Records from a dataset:

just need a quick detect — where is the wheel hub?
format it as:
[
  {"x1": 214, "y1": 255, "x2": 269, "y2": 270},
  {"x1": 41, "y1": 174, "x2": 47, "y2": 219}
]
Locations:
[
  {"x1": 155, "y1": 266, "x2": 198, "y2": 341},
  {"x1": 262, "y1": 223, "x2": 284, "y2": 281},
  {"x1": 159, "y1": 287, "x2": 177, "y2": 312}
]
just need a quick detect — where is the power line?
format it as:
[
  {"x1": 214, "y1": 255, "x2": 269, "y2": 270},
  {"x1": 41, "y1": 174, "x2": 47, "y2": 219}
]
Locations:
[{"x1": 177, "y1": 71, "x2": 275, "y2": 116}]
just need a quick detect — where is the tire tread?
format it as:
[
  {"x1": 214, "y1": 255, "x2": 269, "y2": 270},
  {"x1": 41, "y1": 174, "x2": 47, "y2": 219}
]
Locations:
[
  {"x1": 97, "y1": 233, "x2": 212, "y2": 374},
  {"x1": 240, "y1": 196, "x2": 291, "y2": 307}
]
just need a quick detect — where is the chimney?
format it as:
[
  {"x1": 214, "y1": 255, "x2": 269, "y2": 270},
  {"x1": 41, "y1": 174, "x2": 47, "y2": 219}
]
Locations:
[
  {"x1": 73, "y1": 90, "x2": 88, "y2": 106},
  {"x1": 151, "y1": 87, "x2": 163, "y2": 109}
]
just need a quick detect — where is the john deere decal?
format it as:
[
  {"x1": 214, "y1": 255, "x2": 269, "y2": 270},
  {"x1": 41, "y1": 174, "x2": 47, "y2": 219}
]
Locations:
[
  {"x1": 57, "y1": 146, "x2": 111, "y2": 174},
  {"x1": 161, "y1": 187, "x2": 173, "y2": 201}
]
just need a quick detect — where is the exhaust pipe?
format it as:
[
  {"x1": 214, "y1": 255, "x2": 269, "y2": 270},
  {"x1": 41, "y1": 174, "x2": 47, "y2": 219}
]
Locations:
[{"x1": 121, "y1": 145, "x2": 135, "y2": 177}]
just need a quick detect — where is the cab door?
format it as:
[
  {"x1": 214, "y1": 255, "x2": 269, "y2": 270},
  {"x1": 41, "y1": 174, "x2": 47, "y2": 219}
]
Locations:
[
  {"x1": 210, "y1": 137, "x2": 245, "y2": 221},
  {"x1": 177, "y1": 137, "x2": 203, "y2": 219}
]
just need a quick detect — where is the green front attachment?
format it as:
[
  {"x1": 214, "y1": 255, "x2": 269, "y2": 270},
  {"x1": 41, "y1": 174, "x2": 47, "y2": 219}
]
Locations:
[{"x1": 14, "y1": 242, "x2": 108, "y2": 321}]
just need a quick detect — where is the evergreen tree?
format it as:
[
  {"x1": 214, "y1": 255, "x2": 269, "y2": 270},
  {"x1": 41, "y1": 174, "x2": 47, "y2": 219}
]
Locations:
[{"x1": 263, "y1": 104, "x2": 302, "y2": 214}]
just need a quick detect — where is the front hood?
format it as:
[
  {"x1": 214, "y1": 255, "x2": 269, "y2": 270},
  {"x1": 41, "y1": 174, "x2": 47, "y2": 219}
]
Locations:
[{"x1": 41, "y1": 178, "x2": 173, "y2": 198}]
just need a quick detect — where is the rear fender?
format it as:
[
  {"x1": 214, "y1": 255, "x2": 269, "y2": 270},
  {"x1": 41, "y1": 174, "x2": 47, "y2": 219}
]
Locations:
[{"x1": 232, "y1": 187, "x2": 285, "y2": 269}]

**TASK PROMPT**
Say how many lines in the entries include the string "just", and write nothing besides that number.

**OUTPUT**
11